#### Task requirements:
(1) Translate this sentence from the passage on Masco-related transactions into Spanish: "As part of the transaction, Masco Corporation agreed to indemnify TriMas against certain liabilities of the acquired businesses."
(2) From the passage on Masco-related transactions, copy the text word for word from "The largest amount payable to MascoTech" to "the acquired businesses.".

— START Source passage —

The largest amount payable to MascoTech GmbH during 1993 was approximately $.5
million and the largest amount payable to Masco GmbH during 1993 was
approximately $1.0 million.
 
     TriMas acquired several businesses from Masco Corporation in early 1990 and
is obligated to make additional purchase price payments if the combined
profitability of such businesses reaches certain levels. As part of the
transaction, Masco Corporation agreed to indemnify TriMas against certain
liabilities of the acquired businesses.
 
     The Company participates with Masco Corporation and TriMas in a number of
national purchasing programs, which enable each of them to obtain favorable
terms from certain of their service and product suppliers. From time to time,
sales of products and services and other transactions may occur among the
Company, Masco Corporation and TriMas. For 1993, as a result of such sales and
other transactions, the Company paid approximately $.4 million and $2.4 million
to Masco Corporation and TriMas, respectively, and received approximately $4.4
million and $1.5 million from Masco Corporation and TriMas, respectively. In
addition, Masco Corporation paid approximately $2.3 million to TriMas for 1993
as a result of such sales and other transactions.
 
     In 1988 the Company and Masco Corporation jointly established Masco Capital
Corporation to seek business and other investment opportunities of mutual
interest that for various reasons were viewed as more appropriate undertakings
on a joint basis rather than individually. In 1988 Masco Capital made an
investment in Payless Cashways, Inc., a building materials specialty retailer.
In connection with this investment, Payless entered into a multi-year supply
agreement with Masco Corporation covering the purchase of certain competitively
priced products of Masco Corporation and any affiliate designated by Masco
Corporation, including the Company. In December 1991, the Company sold its 50
percent ownership interest in Masco Capital to Masco Corporation for
approximately $49.5 million and may receive additional payments based upon any
aggregate net increase in the value of Masco Capital's remaining investments
through late 1994.

— END Source passage —
— START Recorded data —

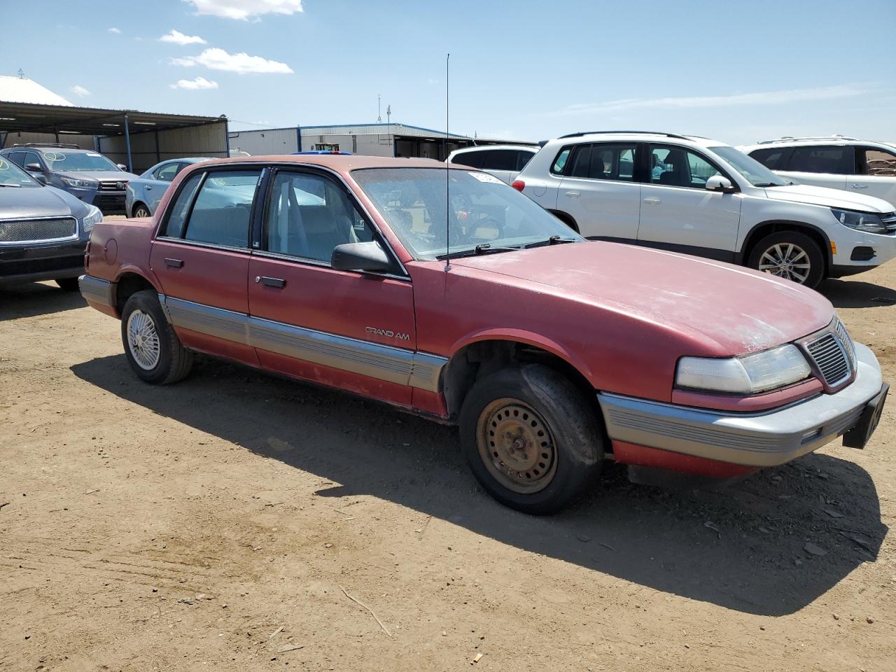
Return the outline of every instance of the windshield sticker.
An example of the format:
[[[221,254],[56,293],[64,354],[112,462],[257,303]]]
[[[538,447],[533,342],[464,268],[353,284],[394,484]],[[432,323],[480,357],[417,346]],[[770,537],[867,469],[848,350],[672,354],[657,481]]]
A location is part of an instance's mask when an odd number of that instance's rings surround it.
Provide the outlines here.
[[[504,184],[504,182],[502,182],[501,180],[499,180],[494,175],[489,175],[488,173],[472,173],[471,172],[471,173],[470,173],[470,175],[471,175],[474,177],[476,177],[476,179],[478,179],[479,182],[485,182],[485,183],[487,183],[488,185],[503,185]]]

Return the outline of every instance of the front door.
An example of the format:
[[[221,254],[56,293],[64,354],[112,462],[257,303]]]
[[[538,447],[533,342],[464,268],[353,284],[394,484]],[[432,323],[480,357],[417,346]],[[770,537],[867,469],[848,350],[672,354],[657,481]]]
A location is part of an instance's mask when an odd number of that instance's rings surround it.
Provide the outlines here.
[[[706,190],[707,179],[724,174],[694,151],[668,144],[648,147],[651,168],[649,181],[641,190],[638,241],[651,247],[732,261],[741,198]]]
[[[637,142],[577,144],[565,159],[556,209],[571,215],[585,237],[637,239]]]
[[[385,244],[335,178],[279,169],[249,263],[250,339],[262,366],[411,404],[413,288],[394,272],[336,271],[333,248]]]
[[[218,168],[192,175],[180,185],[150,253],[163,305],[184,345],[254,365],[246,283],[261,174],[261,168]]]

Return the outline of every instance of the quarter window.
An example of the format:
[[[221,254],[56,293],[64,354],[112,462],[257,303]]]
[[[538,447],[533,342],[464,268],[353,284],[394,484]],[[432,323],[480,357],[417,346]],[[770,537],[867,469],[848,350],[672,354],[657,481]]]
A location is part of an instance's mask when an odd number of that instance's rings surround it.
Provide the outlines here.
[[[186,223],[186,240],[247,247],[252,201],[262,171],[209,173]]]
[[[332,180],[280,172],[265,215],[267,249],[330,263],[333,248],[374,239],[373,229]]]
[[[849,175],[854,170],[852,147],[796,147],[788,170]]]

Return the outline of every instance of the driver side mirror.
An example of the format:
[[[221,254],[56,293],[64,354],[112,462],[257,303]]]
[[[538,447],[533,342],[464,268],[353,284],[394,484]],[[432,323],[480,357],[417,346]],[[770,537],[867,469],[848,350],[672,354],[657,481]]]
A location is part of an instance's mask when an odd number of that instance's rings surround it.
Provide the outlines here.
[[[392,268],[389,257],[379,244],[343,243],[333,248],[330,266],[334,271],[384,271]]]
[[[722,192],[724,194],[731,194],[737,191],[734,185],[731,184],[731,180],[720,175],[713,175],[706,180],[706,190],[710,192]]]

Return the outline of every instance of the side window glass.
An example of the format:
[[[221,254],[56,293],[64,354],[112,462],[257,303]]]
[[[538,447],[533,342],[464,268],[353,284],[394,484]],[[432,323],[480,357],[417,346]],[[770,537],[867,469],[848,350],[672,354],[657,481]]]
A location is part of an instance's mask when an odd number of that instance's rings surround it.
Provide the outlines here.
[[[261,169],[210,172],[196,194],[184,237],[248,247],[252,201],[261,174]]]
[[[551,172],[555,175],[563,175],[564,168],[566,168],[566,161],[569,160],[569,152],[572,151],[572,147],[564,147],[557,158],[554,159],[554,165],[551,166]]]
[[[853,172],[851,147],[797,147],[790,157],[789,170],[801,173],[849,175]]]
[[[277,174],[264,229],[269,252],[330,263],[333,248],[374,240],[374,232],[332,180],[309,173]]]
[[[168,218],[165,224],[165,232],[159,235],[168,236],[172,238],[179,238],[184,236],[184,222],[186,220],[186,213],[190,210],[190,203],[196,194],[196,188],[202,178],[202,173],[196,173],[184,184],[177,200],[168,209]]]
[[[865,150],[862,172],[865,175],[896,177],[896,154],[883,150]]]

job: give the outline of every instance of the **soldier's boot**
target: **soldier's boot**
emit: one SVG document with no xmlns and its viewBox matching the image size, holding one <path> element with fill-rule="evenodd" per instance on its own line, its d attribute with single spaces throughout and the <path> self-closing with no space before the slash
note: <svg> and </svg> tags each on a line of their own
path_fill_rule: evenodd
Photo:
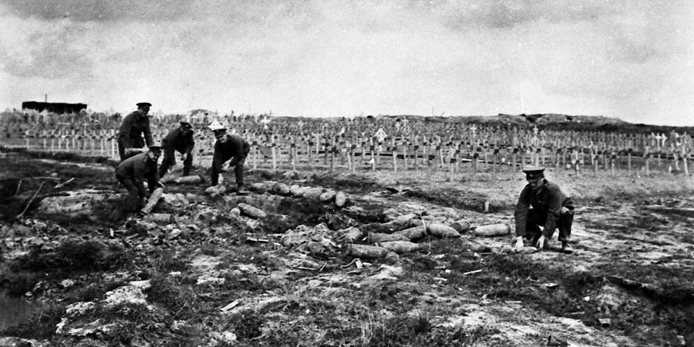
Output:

— END Recorded data —
— START Recorded data —

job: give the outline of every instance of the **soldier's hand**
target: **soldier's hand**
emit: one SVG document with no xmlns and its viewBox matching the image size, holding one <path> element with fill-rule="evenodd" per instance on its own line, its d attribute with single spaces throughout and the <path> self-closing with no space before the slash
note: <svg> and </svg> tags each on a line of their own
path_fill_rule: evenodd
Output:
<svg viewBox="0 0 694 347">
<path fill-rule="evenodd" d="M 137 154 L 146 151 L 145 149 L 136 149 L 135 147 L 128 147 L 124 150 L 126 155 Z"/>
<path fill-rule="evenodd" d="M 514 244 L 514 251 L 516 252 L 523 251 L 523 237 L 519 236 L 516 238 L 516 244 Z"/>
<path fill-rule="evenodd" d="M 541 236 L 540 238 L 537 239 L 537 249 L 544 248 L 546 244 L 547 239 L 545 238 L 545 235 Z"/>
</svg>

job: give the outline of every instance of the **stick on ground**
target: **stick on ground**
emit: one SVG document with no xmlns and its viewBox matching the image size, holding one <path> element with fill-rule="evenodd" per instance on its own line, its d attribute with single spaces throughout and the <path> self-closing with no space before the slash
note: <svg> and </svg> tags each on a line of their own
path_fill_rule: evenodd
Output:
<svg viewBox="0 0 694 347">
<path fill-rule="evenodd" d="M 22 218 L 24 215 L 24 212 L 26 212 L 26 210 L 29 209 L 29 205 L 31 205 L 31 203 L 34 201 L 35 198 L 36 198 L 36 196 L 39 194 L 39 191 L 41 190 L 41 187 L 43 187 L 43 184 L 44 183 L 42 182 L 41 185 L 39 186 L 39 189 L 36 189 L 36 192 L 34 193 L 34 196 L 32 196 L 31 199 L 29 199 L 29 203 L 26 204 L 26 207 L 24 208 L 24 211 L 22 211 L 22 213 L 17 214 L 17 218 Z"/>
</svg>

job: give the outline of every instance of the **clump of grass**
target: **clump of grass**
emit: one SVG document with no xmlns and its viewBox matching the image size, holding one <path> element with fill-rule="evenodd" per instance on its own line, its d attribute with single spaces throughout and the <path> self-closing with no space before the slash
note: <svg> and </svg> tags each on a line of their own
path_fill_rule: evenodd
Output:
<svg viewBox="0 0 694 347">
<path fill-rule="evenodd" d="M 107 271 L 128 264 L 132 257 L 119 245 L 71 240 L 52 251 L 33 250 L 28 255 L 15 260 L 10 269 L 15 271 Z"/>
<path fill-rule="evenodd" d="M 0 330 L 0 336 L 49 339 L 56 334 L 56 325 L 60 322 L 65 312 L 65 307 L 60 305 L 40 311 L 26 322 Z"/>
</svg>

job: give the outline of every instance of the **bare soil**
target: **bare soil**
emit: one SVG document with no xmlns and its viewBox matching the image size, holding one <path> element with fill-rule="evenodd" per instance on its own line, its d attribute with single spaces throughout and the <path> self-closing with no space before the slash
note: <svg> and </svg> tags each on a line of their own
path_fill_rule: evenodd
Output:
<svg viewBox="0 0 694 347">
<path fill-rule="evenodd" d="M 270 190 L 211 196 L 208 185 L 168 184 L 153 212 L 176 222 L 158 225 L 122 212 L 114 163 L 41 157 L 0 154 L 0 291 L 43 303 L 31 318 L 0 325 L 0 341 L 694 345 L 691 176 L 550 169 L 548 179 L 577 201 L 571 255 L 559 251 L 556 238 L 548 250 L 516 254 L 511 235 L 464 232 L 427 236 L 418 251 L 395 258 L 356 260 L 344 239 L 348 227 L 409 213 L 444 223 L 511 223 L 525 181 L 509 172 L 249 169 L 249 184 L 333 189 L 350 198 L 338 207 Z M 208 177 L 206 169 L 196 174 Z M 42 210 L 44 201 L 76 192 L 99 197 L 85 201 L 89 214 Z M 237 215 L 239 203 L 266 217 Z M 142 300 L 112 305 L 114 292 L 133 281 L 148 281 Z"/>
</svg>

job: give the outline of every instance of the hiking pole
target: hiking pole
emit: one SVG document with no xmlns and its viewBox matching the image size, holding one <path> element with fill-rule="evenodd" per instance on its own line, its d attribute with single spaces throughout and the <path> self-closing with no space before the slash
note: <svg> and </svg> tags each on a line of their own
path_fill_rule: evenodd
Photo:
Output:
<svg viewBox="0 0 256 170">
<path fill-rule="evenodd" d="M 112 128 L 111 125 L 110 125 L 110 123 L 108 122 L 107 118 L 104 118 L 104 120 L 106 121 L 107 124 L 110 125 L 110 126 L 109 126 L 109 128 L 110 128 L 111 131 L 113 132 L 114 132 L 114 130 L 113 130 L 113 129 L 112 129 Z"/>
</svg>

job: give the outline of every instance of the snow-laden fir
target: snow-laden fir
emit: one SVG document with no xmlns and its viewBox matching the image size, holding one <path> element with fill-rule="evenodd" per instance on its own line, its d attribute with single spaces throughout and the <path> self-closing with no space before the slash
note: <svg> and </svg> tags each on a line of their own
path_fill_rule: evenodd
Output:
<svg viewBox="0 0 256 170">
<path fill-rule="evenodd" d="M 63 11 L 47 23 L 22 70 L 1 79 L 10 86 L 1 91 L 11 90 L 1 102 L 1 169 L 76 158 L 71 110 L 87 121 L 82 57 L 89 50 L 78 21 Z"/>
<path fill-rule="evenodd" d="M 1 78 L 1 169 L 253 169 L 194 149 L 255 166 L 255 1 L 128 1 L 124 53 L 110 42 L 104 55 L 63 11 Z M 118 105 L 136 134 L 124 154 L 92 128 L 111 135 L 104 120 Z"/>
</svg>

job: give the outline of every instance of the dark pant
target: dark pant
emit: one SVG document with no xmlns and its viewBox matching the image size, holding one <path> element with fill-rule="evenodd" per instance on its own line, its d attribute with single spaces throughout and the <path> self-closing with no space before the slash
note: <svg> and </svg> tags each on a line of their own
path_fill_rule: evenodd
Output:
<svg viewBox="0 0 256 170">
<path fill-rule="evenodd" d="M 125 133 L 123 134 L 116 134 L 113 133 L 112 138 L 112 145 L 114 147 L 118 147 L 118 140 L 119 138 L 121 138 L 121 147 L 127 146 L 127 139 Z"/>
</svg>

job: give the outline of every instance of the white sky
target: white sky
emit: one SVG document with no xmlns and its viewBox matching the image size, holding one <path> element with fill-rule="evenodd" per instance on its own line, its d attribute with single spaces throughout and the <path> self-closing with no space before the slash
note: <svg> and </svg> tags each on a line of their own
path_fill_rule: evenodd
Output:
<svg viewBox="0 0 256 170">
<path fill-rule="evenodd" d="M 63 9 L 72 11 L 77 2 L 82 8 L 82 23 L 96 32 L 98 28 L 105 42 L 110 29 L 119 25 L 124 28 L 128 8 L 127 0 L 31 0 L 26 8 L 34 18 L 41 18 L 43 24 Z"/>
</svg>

— END Recorded data —

#### Correct answers:
(1) Como parte de la transacción, Masco Corporation acordó indemnizar a TriMas frente a ciertos pasivos de las empresas adquiridas.

(2)
The largest amount payable to MascoTech GmbH during 1993 was approximately $.5
million and the largest amount payable to Masco GmbH during 1993 was
approximately $1.0 million.
 
     TriMas acquired several businesses from Masco Corporation in early 1990 and
is obligated to make additional purchase price payments if the combined
profitability of such businesses reaches certain levels. As part of the
transaction, Masco Corporation agreed to indemnify TriMas against certain
liabilities of the acquired businesses.